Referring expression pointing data
=== Section Start ===

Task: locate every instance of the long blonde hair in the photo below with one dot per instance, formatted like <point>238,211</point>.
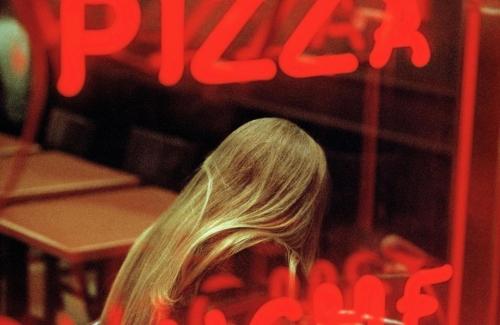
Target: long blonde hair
<point>266,182</point>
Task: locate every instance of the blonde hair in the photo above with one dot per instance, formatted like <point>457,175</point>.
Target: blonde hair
<point>266,182</point>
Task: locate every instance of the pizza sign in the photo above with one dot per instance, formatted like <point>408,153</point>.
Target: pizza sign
<point>399,28</point>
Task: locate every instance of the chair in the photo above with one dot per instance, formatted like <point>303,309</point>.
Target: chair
<point>69,132</point>
<point>160,159</point>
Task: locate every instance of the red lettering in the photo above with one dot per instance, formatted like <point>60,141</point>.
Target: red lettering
<point>276,309</point>
<point>77,43</point>
<point>215,317</point>
<point>296,64</point>
<point>414,305</point>
<point>172,41</point>
<point>282,284</point>
<point>369,303</point>
<point>207,66</point>
<point>399,28</point>
<point>345,29</point>
<point>321,272</point>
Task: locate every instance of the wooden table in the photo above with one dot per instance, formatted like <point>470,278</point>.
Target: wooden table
<point>48,174</point>
<point>53,173</point>
<point>86,227</point>
<point>9,146</point>
<point>80,229</point>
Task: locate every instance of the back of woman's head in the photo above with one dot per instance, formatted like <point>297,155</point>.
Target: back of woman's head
<point>266,182</point>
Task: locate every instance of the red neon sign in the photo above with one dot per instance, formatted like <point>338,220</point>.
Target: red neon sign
<point>325,306</point>
<point>399,28</point>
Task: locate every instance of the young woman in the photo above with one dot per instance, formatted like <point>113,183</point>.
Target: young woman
<point>266,183</point>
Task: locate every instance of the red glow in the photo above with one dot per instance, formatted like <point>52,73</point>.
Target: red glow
<point>77,43</point>
<point>277,309</point>
<point>172,42</point>
<point>414,305</point>
<point>207,66</point>
<point>215,317</point>
<point>341,30</point>
<point>220,282</point>
<point>18,60</point>
<point>400,29</point>
<point>296,64</point>
<point>8,321</point>
<point>463,157</point>
<point>327,305</point>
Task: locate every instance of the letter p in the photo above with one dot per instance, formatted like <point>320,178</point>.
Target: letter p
<point>77,42</point>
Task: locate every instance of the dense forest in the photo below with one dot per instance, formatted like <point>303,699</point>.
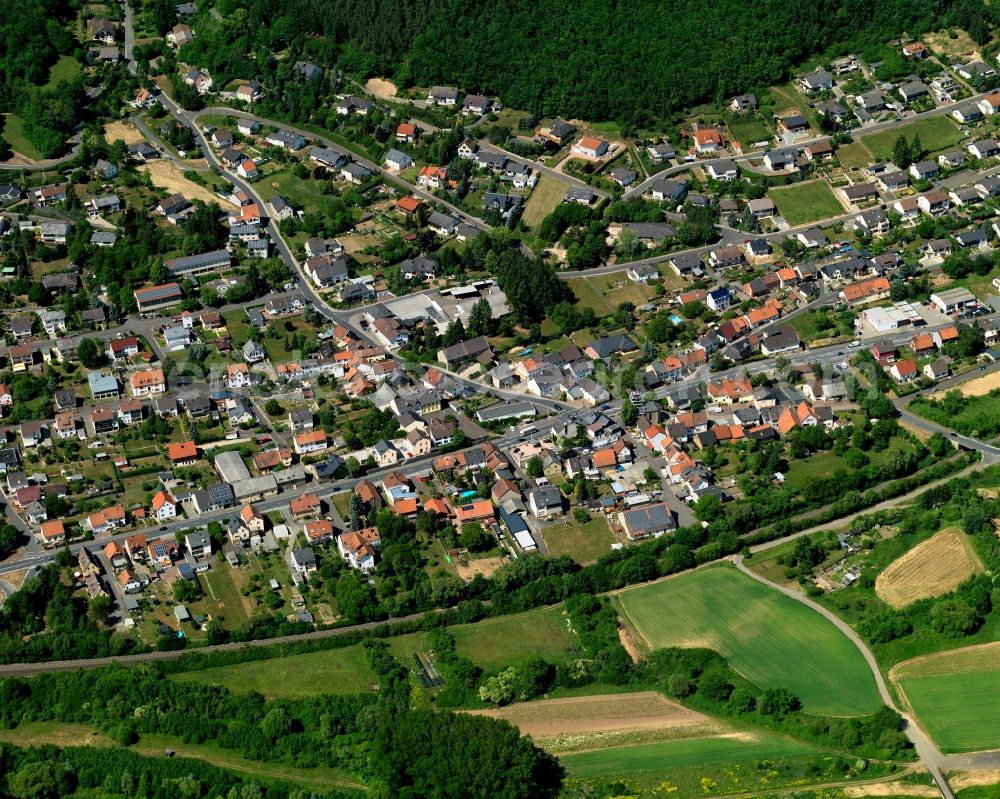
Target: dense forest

=== Section End ===

▶ [Problem details]
What I need is every record written out exactly, minus the pictures.

▶ [Task response]
Task: locate every instance of the long blonde hair in the photo below with one dot per instance, formatted like <point>238,211</point>.
Target: long blonde hair
<point>266,182</point>
Task: locate every instance of the blonde hair in the photo above with one dot per instance, formatted like <point>457,175</point>.
Target: blonde hair
<point>266,182</point>
Task: locate every instance of the pizza sign in the photo above with one dot per instance, formatted like <point>408,153</point>.
Target: pizza sign
<point>399,28</point>
Task: locate every instance of the chair in the photo above with one dot per instance, formatted like <point>303,309</point>.
Target: chair
<point>69,132</point>
<point>160,159</point>
Task: locate every instance of the red lettering in the photo above with one dot per instance, formatted like <point>60,141</point>.
Target: red lettering
<point>276,309</point>
<point>77,43</point>
<point>215,317</point>
<point>296,64</point>
<point>414,305</point>
<point>172,41</point>
<point>282,284</point>
<point>369,303</point>
<point>207,66</point>
<point>399,28</point>
<point>345,29</point>
<point>321,272</point>
Task: locate every instance of the wooden table in the photo above with one dot per instance, formatted like <point>470,278</point>.
Target: wooden table
<point>48,174</point>
<point>53,173</point>
<point>86,227</point>
<point>9,146</point>
<point>80,229</point>
Task: locate every instance of the back of woman's head in the photo above with one dot per instance, formatted like <point>297,155</point>.
Target: back of woman's head
<point>266,182</point>
Task: locate every instance of the red neon sign in the photo above with one dot per instance, formatted like <point>338,220</point>.
Target: red neon sign
<point>325,306</point>
<point>399,28</point>
Task: locate every instance of the young woman in the photo above with one dot per instance, formatted like <point>113,183</point>.
Target: young woman
<point>266,183</point>
Task: locate every instance of the red glow in the photo above with one dot per instance, formatted like <point>52,73</point>.
Target: red glow
<point>77,43</point>
<point>277,309</point>
<point>172,42</point>
<point>414,305</point>
<point>207,66</point>
<point>215,317</point>
<point>341,30</point>
<point>220,282</point>
<point>18,60</point>
<point>400,29</point>
<point>296,64</point>
<point>8,321</point>
<point>463,157</point>
<point>327,305</point>
Task: locate every instance of the letter p in the photo above with one dot per instance, formatted like <point>320,178</point>.
Target: letter p
<point>77,42</point>
Task: locate every instance of the dense forest in the photo below with one dot per instance, formatted like <point>303,699</point>.
Target: dense forest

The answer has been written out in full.